* _Work instructions_:
1. Answer these questions from the article on Azalina's:
(a) Which ethnic group's homestyle dishes and street foods does Azalina's focus on?
(b) On which island did Eusope grow up?
(c) In what year did Eusope obtain the small Tenderloin space as a commissary kitchen?
2. Copy the passage of the article on Azalina's between "Some of Azalina's" and "and Berkeley Bowl.", inclusive.

* _Text under study_:
....................
SF's doyenne of Malaysian cuisine is back in business with Azalina's in the Tenderloin
Azalina's features Mamak Malaysian homestyle cooking and street food (Courtesy of Brianna Danner/a&fco).

SF's doyenne of Malaysian cuisine is back in business with Azalina's in the Tenderloin


This summer marks the long-awaited return of celebrated Malaysian chef Azalina Eusope to the San Francisco restaurant scene.

With a focus on the homestyle dishes and street foods of the Mamak ethnic group, Eusope’s newest restaurant Azalina’s is a brilliant, beckoning light. Inside, under a cloud of handmade kites and a color-drenched Malaysian streetscape that draws the eye like the sun through the fog, Southeast Asia feels almost within reach.

Some of Azalina's decor includes items from the chef's own kitchen and photos from the streets of the Tenderloin. (Courtesy of Brianna Danner/a&fco)

It wasn’t long ago that Eusope was a straight-up boss, with two restaurants, a food truck, a line of condiments, and other food-centric projects to her name. But the pandemic had other plans for the chef. At its start, Eusope was not only forced to close both of her restaurants, a fast-casual spot in the (former) Twitter food hall and the upscale restaurant Mahila in Noe Valley, she was ousted from the massive Bayview commercial kitchen where she toiled over sambals and peanut sauces for sale online and at retailers like Bi-Rite, Rainbow Grocery, and Berkeley Bowl.

But Eusope, who grew up a fifth-generation street food vendor on the island of Penang, is resilient. She retreated to the small space she’d obtained as a commissary kitchen in the Tenderloin in 2018 and turned it into a new center of operations for her handmade products. Finally, five years later, she was ready to dip her toe back into the restaurant industry. Over the last several months, she’s transformed the kitchen into a restaurant as homey and joyful as the food she prepares in it.
....................
* _Dataset records_:
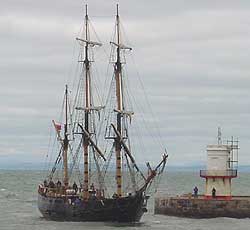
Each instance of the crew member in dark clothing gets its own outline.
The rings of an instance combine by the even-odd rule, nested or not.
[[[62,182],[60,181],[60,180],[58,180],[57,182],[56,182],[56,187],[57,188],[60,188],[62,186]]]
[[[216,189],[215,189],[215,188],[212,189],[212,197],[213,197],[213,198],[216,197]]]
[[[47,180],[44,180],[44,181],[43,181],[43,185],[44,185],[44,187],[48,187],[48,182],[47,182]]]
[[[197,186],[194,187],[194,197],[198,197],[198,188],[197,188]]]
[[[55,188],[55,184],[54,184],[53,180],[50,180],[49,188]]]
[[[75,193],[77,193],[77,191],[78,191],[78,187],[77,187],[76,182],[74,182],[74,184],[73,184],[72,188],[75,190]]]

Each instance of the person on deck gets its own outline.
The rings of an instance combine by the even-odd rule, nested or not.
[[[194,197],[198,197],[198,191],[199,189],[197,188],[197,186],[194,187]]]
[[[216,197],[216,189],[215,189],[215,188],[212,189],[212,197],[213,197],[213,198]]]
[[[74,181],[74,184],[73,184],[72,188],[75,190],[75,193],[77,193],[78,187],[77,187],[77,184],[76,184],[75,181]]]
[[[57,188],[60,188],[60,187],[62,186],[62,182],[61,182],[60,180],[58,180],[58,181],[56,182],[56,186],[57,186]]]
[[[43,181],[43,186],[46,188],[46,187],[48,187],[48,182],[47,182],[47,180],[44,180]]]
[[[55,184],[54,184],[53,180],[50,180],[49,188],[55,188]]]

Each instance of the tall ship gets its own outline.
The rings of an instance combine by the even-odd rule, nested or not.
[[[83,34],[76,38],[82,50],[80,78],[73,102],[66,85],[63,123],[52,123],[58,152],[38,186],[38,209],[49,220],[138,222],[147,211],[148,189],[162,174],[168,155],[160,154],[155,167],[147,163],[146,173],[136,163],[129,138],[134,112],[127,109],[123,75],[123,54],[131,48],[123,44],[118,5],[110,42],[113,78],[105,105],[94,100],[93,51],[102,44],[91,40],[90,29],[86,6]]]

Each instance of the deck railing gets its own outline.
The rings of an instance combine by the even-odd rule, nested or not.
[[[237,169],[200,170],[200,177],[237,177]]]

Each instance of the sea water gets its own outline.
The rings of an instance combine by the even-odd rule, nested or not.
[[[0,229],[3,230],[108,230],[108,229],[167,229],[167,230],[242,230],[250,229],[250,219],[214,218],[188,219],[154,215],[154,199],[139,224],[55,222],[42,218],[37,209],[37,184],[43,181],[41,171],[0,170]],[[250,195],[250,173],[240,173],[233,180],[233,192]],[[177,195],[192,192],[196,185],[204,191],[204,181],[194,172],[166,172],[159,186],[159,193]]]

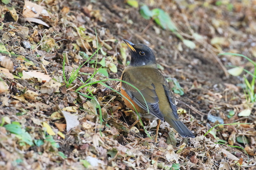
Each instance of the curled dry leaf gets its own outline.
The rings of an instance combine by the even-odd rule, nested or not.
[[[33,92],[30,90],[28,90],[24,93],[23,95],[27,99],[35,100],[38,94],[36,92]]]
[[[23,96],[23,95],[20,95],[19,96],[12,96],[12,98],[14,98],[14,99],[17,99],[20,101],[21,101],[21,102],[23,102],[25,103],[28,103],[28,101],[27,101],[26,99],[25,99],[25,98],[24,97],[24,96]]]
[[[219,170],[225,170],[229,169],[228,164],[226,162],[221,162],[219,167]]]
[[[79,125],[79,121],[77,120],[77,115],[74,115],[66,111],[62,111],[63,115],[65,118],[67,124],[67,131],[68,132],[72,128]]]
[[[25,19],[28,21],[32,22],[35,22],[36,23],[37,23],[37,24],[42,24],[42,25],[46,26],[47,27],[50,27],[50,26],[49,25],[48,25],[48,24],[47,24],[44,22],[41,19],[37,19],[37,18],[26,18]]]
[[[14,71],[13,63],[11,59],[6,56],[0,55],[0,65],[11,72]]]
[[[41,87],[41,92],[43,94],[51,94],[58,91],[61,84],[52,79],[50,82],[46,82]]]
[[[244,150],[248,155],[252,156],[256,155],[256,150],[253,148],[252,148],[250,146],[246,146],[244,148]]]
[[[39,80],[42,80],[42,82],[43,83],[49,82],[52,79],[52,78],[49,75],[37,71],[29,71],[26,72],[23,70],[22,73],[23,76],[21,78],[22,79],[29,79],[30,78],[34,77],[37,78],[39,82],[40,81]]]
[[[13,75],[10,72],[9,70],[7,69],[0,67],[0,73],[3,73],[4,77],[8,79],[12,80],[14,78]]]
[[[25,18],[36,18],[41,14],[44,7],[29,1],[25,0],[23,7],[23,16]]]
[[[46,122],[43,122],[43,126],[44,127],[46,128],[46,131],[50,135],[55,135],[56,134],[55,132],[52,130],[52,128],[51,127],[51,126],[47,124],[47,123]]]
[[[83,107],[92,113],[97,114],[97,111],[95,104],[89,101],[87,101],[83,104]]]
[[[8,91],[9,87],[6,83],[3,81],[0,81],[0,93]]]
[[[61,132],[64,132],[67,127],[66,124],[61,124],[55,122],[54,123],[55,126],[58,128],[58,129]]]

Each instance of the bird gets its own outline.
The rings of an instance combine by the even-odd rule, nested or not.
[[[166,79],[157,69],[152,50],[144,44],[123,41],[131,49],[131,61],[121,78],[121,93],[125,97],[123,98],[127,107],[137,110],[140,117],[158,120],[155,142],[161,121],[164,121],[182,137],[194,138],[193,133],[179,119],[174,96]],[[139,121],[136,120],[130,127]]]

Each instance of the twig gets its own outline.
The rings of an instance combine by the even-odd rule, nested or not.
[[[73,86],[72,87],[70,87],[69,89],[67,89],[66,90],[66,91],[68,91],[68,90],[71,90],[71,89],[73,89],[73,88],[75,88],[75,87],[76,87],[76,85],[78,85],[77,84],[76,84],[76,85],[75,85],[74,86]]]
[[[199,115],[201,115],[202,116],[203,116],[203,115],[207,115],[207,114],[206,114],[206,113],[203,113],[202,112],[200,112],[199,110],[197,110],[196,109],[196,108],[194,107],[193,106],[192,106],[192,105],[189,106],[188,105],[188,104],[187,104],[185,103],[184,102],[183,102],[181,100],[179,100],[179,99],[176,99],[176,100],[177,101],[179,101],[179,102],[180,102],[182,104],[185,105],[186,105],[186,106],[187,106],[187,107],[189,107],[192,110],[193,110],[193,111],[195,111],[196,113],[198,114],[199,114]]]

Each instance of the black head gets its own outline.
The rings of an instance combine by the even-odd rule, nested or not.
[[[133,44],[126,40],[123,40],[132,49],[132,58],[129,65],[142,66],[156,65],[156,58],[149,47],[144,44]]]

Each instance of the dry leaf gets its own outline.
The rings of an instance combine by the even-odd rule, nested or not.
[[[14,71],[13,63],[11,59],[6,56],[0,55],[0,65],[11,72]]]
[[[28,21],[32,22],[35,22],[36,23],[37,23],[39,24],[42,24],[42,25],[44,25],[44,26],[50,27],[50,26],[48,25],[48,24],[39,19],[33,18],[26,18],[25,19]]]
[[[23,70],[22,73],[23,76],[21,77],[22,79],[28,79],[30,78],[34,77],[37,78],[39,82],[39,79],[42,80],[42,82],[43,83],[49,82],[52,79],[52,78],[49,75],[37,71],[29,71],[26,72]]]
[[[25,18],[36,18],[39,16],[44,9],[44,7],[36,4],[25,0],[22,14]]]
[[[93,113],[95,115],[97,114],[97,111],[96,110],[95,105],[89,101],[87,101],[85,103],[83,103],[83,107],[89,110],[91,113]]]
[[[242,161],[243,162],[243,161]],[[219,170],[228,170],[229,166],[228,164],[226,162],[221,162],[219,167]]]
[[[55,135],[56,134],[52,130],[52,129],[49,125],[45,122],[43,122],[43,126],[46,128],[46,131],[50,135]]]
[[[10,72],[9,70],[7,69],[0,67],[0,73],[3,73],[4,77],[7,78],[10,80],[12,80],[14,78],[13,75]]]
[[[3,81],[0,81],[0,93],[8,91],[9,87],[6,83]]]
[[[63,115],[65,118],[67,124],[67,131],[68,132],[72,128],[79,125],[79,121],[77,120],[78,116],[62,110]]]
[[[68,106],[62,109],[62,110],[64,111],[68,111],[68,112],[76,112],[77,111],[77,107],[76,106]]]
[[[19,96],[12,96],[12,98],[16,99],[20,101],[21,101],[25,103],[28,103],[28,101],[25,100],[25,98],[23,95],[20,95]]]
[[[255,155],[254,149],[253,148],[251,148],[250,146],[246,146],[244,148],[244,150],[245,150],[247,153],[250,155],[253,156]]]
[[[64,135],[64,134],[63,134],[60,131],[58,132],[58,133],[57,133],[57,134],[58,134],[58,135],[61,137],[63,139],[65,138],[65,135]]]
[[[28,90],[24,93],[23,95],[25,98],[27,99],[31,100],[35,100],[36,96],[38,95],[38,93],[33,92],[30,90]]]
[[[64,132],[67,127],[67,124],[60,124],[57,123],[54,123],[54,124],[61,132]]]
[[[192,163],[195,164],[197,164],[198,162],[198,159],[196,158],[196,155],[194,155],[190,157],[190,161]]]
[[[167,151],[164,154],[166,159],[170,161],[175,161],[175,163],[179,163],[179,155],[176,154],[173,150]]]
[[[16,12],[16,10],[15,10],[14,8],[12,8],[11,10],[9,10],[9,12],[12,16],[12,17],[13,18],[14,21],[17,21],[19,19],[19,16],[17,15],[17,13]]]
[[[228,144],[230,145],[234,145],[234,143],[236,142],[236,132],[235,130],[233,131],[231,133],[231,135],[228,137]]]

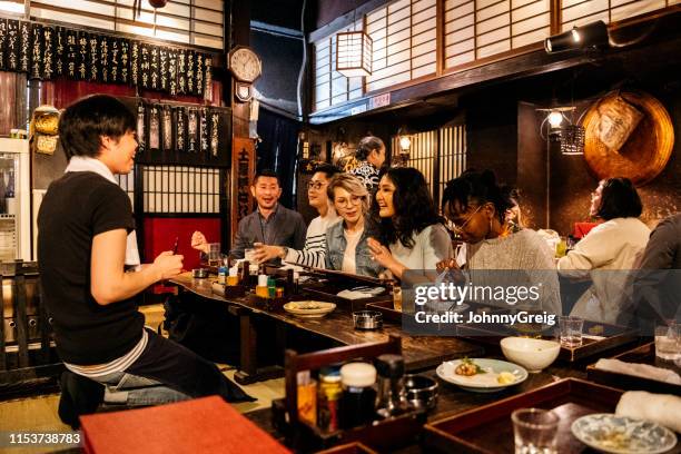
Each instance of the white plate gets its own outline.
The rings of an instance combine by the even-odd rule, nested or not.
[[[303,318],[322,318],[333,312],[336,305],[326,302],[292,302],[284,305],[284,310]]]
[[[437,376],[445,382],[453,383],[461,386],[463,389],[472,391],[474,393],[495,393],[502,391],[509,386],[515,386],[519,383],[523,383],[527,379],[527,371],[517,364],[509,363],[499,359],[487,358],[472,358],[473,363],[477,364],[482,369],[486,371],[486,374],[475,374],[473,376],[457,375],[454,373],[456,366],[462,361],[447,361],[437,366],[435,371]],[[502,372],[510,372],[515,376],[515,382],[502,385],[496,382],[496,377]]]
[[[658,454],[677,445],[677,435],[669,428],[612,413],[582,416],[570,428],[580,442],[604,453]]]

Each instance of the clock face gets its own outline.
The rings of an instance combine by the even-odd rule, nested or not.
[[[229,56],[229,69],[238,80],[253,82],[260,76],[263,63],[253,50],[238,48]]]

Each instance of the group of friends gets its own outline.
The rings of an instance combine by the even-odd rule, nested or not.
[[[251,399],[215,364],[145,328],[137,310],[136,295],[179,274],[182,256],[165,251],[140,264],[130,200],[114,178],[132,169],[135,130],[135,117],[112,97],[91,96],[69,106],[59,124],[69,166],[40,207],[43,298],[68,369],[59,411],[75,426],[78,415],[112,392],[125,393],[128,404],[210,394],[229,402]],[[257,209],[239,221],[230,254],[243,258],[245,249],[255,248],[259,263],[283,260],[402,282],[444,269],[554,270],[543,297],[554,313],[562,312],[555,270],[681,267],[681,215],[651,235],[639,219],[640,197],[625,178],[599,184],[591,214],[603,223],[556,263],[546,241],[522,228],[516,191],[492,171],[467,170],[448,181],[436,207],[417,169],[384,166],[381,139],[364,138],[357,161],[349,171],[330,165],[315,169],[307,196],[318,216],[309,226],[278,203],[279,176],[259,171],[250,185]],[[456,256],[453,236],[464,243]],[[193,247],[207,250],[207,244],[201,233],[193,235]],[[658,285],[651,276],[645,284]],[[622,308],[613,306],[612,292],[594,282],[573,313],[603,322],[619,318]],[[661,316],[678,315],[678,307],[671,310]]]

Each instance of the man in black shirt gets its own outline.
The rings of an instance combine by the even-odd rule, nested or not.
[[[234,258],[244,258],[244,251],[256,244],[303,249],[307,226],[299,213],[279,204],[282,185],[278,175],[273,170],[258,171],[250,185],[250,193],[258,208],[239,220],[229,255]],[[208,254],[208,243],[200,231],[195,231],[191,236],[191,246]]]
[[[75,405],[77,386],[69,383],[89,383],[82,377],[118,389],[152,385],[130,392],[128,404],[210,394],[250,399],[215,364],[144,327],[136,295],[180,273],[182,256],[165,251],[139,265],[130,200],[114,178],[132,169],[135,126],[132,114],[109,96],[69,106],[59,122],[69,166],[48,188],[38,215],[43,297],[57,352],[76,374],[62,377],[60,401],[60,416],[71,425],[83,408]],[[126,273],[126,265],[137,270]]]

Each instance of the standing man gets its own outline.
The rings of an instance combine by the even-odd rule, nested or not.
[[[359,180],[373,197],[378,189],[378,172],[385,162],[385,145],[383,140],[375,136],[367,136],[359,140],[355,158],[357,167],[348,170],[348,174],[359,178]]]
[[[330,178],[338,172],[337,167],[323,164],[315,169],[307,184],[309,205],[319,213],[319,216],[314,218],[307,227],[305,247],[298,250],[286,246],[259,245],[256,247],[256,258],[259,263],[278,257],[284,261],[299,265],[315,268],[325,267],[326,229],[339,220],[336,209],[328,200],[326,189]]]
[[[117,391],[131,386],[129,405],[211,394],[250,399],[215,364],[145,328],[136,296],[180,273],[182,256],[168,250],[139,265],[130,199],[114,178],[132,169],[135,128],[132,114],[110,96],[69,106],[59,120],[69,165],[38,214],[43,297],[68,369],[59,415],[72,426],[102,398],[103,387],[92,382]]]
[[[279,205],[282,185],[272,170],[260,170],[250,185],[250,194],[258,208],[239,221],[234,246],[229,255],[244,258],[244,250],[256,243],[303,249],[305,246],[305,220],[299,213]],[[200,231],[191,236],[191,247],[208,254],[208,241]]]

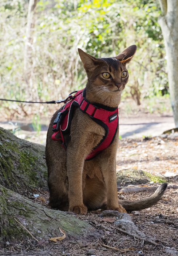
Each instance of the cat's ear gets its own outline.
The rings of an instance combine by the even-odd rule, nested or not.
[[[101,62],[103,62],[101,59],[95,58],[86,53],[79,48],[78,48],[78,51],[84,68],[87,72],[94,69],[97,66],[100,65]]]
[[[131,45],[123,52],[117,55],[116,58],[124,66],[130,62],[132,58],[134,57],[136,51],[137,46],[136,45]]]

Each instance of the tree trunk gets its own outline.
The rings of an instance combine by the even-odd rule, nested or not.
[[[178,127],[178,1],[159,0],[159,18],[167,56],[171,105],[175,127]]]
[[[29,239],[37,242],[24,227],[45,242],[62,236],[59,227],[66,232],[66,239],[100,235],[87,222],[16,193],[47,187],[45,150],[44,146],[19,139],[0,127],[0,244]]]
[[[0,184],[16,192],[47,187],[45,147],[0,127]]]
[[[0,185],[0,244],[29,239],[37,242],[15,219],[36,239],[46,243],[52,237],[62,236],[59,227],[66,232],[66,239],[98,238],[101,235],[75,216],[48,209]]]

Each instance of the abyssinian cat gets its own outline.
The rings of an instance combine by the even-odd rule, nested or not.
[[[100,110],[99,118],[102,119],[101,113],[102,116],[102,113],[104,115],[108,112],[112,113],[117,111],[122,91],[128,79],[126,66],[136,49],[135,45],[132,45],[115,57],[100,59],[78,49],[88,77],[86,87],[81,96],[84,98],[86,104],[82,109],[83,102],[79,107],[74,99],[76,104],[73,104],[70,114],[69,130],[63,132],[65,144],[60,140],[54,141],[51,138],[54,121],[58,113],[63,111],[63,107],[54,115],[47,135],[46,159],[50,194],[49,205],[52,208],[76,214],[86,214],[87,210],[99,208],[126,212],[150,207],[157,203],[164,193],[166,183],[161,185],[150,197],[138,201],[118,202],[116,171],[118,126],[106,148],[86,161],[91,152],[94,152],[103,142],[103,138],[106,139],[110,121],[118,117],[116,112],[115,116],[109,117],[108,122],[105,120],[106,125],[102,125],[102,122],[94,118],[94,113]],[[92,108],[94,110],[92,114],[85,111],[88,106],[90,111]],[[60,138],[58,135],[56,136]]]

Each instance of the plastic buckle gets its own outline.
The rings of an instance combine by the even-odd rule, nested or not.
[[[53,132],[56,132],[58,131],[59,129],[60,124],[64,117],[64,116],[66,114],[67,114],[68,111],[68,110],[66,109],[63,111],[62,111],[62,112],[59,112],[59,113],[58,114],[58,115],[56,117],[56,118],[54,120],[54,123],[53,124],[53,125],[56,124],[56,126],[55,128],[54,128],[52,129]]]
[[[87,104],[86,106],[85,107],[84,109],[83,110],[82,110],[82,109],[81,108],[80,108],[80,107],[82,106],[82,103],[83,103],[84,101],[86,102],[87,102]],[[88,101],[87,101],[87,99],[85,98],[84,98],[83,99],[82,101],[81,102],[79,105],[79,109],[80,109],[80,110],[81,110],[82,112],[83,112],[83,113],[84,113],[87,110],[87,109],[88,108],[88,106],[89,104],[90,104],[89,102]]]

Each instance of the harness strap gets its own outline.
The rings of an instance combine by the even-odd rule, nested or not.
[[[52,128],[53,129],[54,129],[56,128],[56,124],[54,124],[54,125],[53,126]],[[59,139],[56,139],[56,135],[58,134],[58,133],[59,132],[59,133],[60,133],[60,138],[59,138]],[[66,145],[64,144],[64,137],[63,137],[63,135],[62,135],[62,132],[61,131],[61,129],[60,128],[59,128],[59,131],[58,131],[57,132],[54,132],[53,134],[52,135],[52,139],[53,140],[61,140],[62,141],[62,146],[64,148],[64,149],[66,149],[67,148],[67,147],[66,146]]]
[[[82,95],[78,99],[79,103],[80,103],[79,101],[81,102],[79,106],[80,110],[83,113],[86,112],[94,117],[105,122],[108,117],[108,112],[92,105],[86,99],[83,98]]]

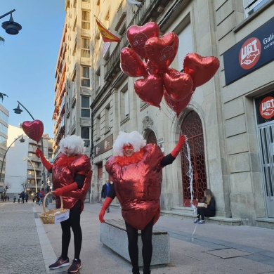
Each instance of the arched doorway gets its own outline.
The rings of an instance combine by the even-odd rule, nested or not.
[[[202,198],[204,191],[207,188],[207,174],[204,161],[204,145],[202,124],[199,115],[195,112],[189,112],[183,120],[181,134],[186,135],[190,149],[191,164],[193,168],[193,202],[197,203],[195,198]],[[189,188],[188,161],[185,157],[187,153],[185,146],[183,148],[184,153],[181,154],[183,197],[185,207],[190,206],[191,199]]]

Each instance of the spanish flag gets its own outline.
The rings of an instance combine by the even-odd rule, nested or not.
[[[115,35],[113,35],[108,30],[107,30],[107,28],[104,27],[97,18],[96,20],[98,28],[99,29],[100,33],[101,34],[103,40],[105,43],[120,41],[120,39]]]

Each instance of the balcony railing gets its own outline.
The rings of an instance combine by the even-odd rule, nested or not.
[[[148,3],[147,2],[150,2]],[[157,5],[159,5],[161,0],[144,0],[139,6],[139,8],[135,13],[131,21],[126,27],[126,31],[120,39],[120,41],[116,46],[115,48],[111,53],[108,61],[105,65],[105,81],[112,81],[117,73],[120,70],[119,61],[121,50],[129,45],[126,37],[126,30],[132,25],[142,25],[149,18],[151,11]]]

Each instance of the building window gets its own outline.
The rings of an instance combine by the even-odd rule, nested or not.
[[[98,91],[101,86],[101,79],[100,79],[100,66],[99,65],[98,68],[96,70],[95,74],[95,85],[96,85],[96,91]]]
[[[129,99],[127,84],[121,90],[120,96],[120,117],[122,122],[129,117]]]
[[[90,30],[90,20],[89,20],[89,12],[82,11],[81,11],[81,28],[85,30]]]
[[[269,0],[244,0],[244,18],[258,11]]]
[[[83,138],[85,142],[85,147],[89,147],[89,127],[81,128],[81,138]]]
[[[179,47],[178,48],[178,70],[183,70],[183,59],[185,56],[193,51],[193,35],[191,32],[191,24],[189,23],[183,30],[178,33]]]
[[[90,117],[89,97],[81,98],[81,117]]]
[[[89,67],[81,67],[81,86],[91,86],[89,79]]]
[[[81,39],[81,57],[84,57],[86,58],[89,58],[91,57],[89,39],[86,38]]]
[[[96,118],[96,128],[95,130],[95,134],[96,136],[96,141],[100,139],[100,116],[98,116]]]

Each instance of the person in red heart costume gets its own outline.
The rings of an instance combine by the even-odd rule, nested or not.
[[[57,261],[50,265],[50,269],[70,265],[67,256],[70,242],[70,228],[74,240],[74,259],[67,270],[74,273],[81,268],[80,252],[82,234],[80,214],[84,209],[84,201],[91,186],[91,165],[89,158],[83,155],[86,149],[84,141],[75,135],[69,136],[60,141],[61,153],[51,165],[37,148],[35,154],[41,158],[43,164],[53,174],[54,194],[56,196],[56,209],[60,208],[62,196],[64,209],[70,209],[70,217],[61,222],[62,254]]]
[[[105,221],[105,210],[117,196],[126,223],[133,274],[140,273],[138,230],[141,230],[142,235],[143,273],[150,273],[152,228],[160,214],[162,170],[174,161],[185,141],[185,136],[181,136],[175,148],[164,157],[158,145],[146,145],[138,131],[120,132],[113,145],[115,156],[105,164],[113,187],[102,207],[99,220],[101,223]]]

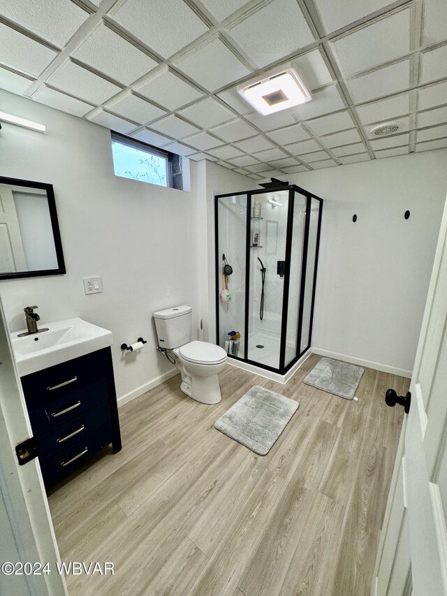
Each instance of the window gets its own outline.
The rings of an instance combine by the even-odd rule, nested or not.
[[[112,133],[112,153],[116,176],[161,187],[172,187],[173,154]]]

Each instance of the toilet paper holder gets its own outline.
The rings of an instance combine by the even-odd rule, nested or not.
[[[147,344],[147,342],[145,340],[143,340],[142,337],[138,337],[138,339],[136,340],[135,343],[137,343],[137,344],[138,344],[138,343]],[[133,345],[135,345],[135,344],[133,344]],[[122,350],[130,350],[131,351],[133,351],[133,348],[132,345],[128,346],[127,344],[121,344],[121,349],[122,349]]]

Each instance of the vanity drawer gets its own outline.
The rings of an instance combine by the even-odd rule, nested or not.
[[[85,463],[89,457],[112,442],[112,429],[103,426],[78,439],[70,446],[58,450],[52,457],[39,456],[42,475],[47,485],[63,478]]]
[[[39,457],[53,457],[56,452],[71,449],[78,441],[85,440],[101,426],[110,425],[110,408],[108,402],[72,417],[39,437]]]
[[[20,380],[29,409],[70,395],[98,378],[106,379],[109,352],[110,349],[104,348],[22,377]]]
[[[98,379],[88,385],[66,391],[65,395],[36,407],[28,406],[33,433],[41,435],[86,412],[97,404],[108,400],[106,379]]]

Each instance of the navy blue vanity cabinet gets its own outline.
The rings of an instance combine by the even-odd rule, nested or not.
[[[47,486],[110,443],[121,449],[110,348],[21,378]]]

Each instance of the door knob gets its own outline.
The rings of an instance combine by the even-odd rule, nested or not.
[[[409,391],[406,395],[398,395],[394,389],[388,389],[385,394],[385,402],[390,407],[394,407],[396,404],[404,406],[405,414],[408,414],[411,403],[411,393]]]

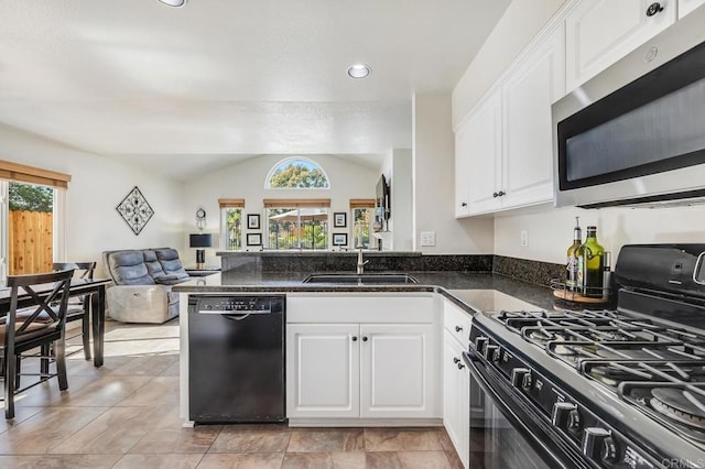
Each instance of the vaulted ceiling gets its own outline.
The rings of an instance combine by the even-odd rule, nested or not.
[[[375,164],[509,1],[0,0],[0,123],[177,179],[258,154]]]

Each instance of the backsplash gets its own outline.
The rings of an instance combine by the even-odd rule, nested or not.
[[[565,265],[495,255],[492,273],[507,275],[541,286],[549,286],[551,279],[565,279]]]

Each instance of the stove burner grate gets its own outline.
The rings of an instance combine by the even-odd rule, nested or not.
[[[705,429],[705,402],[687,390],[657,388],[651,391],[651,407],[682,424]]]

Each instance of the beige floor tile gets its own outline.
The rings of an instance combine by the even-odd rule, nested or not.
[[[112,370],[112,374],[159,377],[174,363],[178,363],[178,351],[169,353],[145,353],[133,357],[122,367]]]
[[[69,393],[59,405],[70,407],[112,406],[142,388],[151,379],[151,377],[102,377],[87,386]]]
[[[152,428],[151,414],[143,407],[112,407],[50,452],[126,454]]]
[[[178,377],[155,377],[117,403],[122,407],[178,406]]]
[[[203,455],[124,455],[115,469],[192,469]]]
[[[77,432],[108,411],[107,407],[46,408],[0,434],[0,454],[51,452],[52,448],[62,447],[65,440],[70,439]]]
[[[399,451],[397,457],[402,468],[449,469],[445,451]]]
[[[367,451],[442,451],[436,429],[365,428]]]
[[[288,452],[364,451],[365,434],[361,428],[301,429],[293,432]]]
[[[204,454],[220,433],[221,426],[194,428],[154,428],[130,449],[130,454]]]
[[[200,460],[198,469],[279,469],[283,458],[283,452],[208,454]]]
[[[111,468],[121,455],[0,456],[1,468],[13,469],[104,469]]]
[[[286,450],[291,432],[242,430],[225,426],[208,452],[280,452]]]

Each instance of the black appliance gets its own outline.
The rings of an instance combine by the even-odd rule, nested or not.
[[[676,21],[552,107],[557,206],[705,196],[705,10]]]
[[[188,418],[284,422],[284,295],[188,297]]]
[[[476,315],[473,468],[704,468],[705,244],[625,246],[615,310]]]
....................
* _Replies_:
1.
(a) The Mamak ethnic group.
(b) Penang.
(c) 2018.

2.
Some of Azalina's decor includes items from the chef's own kitchen and photos from the streets of the Tenderloin. (Courtesy of Brianna Danner/a&fco)

It wasn’t long ago that Eusope was a straight-up boss, with two restaurants, a food truck, a line of condiments, and other food-centric projects to her name. But the pandemic had other plans for the chef. At its start, Eusope was not only forced to close both of her restaurants, a fast-casual spot in the (former) Twitter food hall and the upscale restaurant Mahila in Noe Valley, she was ousted from the massive Bayview commercial kitchen where she toiled over sambals and peanut sauces for sale online and at retailers like Bi-Rite, Rainbow Grocery, and Berkeley Bowl.